题目 A: 找出这篇线程笔记中由 import 语句导入的所有名称，逐一列出。
题目 B: 把这篇线程笔记里以“class CountdownTask:”开头的那段代码改写成要点列表，保留其主要内容。
题目 C: 摘录这篇线程笔记的原文，从含有“started_evt.set()”的词句开始，到“started_evt.wait()”之后结束。

# 启动与停止线程

In [49]:
import time
from threading import Thread
import threading

In [3]:
def countdown(n):
    while n > 0:
        print('T-minus', n)
        n -= 1
    time.sleep(3)

In [5]:
t = Thread(target=countdown, args=(5,))
t.start()

T-minus 5
T-minus 4
T-minus 3
T-minus 2
T-minus 1


In [6]:
if t.is_alive():
    print('Still running')
else:
    print('Completed')

Completed


In [8]:
# 加入当前线程
t.join()

In [9]:
class CountdownTask:
    def __init__(self):
        self._running = True
    def terminate(self):
        self._running = False
    def run(self, n):
        while self._running and n > 0:
            print('T-minus', n)
            n -= 1
            time.sleep(5)

In [10]:
c = CountdownTask()
t = Thread(target=c.run, args=(10,))
t.start()
c.terminate()
t.join()

T-minus 10


# 判断线程是否已经启动

In [11]:
from threading import Event

In [12]:
def countdown(n, started_evt):
    print('countdown starting')
    started_evt.set()
    while n > 0:
        print('T-mins', n)
        n -= 1
        time.sleep(5)

In [13]:
started_evt = Event()
print('Launching countdown')
t = Thread(target=countdown, args=(10, started_evt))
t.start()
started_evt.wait()
print('countdown is running')

Launching countdown
countdown starting
T-mins 10
countdown is running
T-mins 9
T-mins 8
T-mins 7
T-mins 6
T-mins 5
T-mins 4
T-mins 3
T-mins 2
T-mins 1


In [16]:
def worker(n, sema):
    sema.acquire()

(数据记录)
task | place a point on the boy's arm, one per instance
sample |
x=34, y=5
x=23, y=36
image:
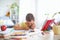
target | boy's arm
x=18, y=27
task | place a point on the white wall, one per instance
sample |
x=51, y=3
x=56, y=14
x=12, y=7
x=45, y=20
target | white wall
x=4, y=6
x=38, y=8
x=48, y=7
x=26, y=6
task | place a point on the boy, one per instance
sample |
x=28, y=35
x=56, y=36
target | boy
x=29, y=24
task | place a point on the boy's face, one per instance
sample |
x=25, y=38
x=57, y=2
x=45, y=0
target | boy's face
x=30, y=22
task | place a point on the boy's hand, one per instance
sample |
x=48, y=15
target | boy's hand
x=33, y=26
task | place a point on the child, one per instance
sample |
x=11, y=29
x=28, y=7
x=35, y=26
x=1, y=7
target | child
x=29, y=24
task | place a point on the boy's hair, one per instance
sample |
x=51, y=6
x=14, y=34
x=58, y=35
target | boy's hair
x=29, y=17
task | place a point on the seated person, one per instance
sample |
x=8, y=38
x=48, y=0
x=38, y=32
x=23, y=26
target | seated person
x=29, y=24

解答 A:
- time
- Thread
- threading
- Event

解答 B:
- `__init__`：把 `self._running` 设为 True。
- `terminate()`：把 `self._running` 设为 False。
- `run(n)`：当 `self._running` 为真且 n 大于 0 时循环执行以下操作：
  - 打印 'T-minus' 和 n
  - n 减 1
  - 用 `time.sleep(5)` 暂停 5 秒

解答 C:
started_evt.set()
    while n > 0:
        print('T-mins', n)
        n -= 1
        time.sleep(5)

In [13]:
started_evt = Event()
print('Launching countdown')
t = Thread(target=countdown, args=(10, started_evt))
t.start()
started_evt.wait()